§ **SUPPLIED INFORMATION**
★ ★ ★ ★ ★

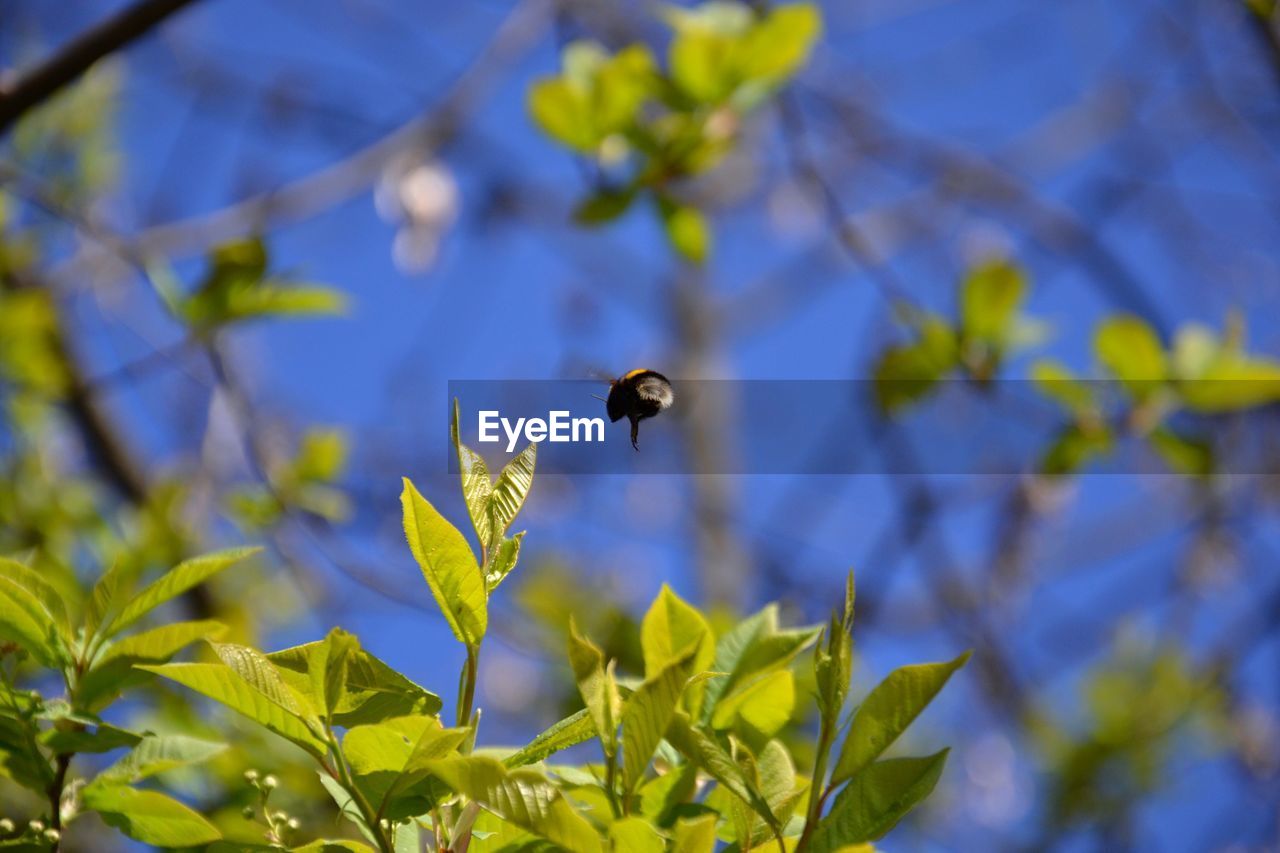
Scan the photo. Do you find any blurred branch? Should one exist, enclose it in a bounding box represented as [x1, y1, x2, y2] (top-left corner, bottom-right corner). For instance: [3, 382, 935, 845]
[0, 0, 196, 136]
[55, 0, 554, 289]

★ ★ ★ ★ ★

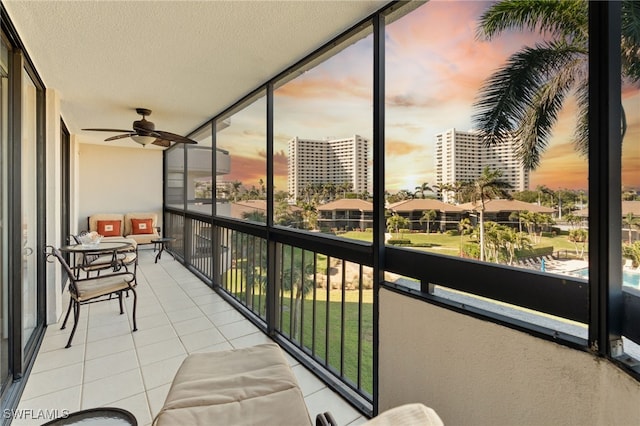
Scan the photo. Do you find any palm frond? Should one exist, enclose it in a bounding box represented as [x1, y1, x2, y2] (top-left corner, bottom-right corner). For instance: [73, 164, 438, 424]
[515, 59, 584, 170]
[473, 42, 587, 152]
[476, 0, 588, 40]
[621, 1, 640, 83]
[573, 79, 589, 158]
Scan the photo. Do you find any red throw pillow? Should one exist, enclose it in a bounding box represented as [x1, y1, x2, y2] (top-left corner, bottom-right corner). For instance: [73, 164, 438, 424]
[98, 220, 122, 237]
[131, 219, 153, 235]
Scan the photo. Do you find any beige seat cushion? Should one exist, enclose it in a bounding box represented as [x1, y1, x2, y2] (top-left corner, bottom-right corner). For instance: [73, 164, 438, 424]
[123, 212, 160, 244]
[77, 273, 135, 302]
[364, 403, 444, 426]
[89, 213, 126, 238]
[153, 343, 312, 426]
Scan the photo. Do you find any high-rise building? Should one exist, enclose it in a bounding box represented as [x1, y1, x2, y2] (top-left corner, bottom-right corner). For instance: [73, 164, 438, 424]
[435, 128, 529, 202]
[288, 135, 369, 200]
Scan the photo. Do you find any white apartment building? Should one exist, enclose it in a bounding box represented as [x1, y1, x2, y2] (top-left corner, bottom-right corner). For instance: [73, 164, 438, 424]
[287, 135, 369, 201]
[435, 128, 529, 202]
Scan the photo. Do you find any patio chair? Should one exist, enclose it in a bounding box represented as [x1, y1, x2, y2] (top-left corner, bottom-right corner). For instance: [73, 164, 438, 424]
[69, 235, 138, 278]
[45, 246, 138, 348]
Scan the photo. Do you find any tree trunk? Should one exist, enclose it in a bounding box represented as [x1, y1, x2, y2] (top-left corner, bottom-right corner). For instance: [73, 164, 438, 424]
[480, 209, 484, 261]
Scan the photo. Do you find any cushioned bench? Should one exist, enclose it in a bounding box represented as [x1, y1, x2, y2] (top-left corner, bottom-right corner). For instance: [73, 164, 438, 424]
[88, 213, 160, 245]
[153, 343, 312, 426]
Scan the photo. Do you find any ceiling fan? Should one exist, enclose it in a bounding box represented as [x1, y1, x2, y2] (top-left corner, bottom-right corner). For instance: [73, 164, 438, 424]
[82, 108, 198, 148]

★ ★ ★ ★ ★

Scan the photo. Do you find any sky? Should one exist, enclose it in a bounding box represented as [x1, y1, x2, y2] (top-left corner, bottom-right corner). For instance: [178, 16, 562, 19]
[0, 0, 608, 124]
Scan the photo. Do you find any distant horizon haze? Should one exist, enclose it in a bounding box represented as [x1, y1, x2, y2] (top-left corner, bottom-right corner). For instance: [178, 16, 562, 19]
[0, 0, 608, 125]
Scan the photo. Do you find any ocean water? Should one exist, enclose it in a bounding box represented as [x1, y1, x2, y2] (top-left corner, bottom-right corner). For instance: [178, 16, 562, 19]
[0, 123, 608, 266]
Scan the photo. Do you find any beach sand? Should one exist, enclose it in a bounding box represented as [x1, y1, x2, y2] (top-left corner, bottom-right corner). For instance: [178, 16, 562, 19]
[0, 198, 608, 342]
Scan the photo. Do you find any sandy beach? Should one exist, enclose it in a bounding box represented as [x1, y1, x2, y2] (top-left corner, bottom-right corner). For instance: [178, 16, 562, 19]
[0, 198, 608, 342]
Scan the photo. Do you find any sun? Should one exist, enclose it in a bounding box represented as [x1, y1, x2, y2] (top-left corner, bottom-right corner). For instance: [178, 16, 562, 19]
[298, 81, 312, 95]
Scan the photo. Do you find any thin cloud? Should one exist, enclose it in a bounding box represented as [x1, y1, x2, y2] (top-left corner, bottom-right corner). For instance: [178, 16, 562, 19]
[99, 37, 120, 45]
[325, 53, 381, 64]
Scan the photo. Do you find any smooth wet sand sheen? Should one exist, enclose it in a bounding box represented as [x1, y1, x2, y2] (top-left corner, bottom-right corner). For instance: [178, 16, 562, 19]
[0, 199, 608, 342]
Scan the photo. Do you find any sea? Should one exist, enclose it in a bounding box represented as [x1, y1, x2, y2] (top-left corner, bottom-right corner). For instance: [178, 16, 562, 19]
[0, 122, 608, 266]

★ ★ ★ ★ ★

Gather each line of the records above that includes the string "beach", and copy every such line out in full.

§ **RESULT FOR THIS TASK**
Scan the photo. Do you find any beach sand? Should one exist, enclose it in a bounding box represented as [x1, y1, x2, y2] (top-left corner, bottom-right corner). For instance: [178, 16, 562, 19]
Scan the photo. Do you find any sandy beach? Should one exist, enclose it in a bounding box represented as [x1, y1, x2, y2] (top-left corner, bottom-right corner). For instance: [178, 16, 562, 19]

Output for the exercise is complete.